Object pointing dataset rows
------------------------------------------------

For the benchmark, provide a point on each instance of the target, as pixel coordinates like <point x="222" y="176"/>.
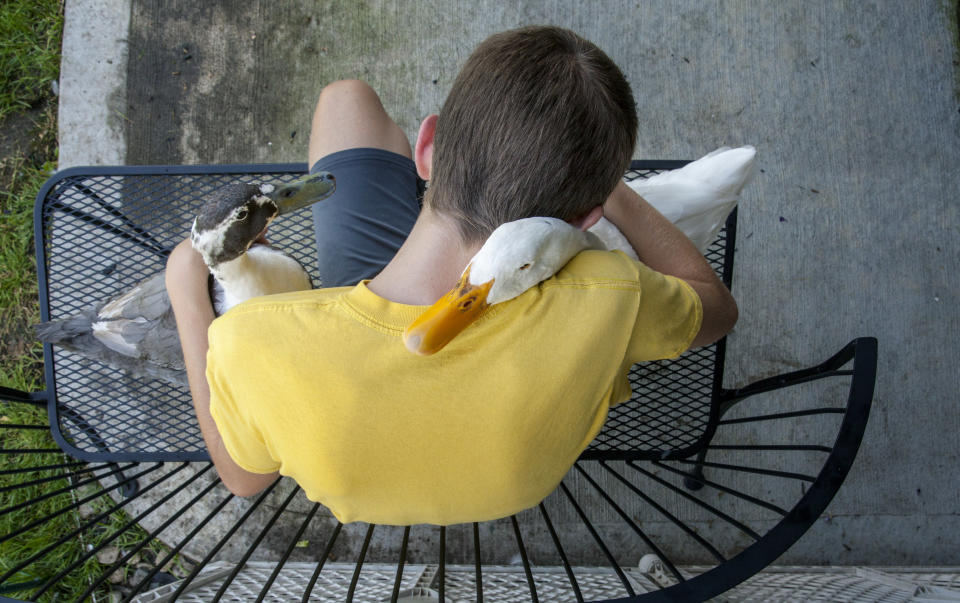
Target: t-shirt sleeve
<point x="668" y="318"/>
<point x="242" y="439"/>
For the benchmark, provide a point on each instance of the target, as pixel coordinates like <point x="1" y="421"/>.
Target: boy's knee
<point x="351" y="91"/>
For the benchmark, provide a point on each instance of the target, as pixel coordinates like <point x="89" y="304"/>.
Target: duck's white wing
<point x="698" y="197"/>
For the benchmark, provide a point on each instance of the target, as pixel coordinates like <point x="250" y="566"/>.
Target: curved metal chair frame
<point x="681" y="474"/>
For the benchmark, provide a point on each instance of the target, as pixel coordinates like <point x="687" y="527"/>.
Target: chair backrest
<point x="654" y="496"/>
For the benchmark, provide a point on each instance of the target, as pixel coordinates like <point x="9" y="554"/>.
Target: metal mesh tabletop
<point x="686" y="472"/>
<point x="102" y="231"/>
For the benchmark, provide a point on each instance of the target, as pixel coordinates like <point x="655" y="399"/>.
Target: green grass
<point x="30" y="33"/>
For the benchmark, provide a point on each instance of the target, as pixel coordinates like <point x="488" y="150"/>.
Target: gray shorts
<point x="361" y="226"/>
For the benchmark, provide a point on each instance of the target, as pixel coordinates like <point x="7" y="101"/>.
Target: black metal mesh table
<point x="682" y="442"/>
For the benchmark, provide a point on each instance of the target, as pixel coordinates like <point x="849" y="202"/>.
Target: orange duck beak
<point x="446" y="318"/>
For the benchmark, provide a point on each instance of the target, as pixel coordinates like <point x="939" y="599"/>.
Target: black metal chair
<point x="687" y="472"/>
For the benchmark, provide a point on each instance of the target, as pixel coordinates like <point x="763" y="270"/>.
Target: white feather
<point x="262" y="270"/>
<point x="697" y="198"/>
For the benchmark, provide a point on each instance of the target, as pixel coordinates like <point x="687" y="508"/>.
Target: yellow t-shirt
<point x="318" y="386"/>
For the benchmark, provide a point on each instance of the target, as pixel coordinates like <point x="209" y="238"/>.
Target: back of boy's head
<point x="539" y="122"/>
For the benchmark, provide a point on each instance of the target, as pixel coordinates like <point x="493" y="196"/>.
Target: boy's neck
<point x="427" y="265"/>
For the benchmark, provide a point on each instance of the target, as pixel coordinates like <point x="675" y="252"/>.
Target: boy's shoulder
<point x="599" y="266"/>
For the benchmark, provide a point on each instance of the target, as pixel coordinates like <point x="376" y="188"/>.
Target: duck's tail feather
<point x="698" y="197"/>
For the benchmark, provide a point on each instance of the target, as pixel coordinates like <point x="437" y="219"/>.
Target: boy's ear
<point x="588" y="219"/>
<point x="423" y="153"/>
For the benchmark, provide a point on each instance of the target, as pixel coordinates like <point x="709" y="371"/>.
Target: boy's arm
<point x="663" y="247"/>
<point x="186" y="281"/>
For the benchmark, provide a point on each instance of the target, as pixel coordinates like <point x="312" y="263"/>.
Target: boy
<point x="318" y="385"/>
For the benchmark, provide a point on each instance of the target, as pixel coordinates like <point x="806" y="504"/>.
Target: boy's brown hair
<point x="539" y="122"/>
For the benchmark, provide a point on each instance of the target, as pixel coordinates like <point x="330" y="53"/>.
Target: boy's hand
<point x="663" y="247"/>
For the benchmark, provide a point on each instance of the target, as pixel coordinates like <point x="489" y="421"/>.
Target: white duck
<point x="697" y="198"/>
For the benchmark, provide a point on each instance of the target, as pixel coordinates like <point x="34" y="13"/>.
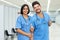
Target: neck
<point x="25" y="16"/>
<point x="40" y="15"/>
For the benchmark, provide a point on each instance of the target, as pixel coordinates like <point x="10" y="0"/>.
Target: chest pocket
<point x="25" y="25"/>
<point x="40" y="23"/>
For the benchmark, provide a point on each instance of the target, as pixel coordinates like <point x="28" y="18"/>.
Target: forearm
<point x="50" y="23"/>
<point x="22" y="32"/>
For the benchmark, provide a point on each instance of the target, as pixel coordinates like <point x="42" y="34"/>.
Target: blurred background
<point x="10" y="10"/>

------------------------------------------------

Exercise brief.
Write out the listing above exactly as it stands, pictures excluded.

Full solution.
For the benchmark, provide a point on each instance of the target, as pixel coordinates like <point x="222" y="176"/>.
Target: t-shirt sleeve
<point x="668" y="318"/>
<point x="242" y="439"/>
For the benchmark, provide a point on each instance of the target, as pixel coordinates like <point x="1" y="421"/>.
Target: boy's knee
<point x="351" y="91"/>
For the benchmark, provide a point on each instance of the target, as pixel coordinates like <point x="89" y="304"/>.
Target: duck's white wing
<point x="698" y="197"/>
For the benchmark, provide a point on each instance of the target, as pixel coordinates like <point x="250" y="566"/>.
Target: curved metal chair frame
<point x="681" y="474"/>
For the benchmark, provide a point on each instance of the target, as pixel coordinates like <point x="687" y="527"/>.
Target: chair backrest
<point x="654" y="496"/>
For the benchmark, provide a point on each instance of the target, as pixel coordinates like <point x="9" y="554"/>.
Target: metal mesh tabletop
<point x="686" y="472"/>
<point x="102" y="231"/>
For the benchmark, provide a point on each instance of the target, as pixel coordinates like <point x="655" y="399"/>.
Target: green grass
<point x="30" y="33"/>
For the benchmark, provide a point on each instance of the target, as pixel coordinates like <point x="488" y="150"/>.
Target: gray shorts
<point x="361" y="226"/>
For the benchmark, provide a point on each instance of the target, as pixel coordinates like <point x="7" y="101"/>.
Target: black metal mesh table
<point x="682" y="442"/>
For the benchmark, provide a point on each instance of the target, as pixel coordinates like <point x="849" y="202"/>.
Target: orange duck beak
<point x="446" y="318"/>
For the benchmark, provide a point on each instance of the target, as pixel coordinates like <point x="939" y="599"/>.
Target: black metal chair
<point x="687" y="472"/>
For the benchmark, provide a point on each instance of the target, as pixel coordinates like <point x="763" y="270"/>.
Target: white feather
<point x="262" y="270"/>
<point x="697" y="198"/>
For the benchmark, provide a point on each instance of the target, as pixel coordinates like <point x="687" y="508"/>.
Target: yellow t-shirt
<point x="318" y="386"/>
For the benchmark, provide a point on each instance of the target, as pixel coordinates like <point x="209" y="238"/>.
Target: back of boy's head
<point x="539" y="122"/>
For the benchmark, provide a point on each instance of the target, as pixel coordinates like <point x="493" y="196"/>.
Target: boy's neck
<point x="427" y="265"/>
For the benchmark, provide a point on each instance of the target, as pixel coordinates like <point x="675" y="252"/>.
Target: boy's shoulder
<point x="599" y="266"/>
For the benchmark, provide a point on each instance of the target, as pixel coordinates like <point x="376" y="188"/>.
Target: duck's tail feather
<point x="698" y="197"/>
For the benchmark, provide a point on each instance of the target, as pixel coordinates like <point x="437" y="219"/>.
Target: boy's ear
<point x="588" y="219"/>
<point x="423" y="153"/>
For the benchmark, provide a point on each instance of the target, as pixel coordinates like <point x="709" y="371"/>.
Target: boy's arm
<point x="663" y="247"/>
<point x="186" y="281"/>
For the benchmark, provide a point on each instance of the target, as pixel coordinates like <point x="312" y="263"/>.
Target: boy
<point x="318" y="385"/>
For the benchmark, provide a point on each instance of the target, as pixel coordinates like <point x="806" y="504"/>.
Target: boy's brown hair
<point x="539" y="122"/>
For the benchmark, provide a point on each instance of the target, as pixel coordinates like <point x="330" y="53"/>.
Target: boy's hand
<point x="663" y="247"/>
For the benchmark, provide a point on each instance of the target, as pixel coordinates like <point x="489" y="421"/>.
Target: white duck
<point x="697" y="198"/>
For the benchmark, provide a point on each instance of the target, as pixel coordinates like <point x="34" y="13"/>.
Target: neck
<point x="25" y="16"/>
<point x="40" y="15"/>
For the benchmark, provide a point on each instance of the target, as pixel coordinates like <point x="10" y="0"/>.
Target: chest pocket
<point x="25" y="25"/>
<point x="40" y="23"/>
For the benchmark, provide a point on each instance of the target, as pixel coordinates like <point x="28" y="18"/>.
Target: forearm
<point x="50" y="23"/>
<point x="22" y="32"/>
For the benchmark, provide a point on each instance of the target, as pixel coordinates like <point x="42" y="34"/>.
Target: blurred background
<point x="10" y="10"/>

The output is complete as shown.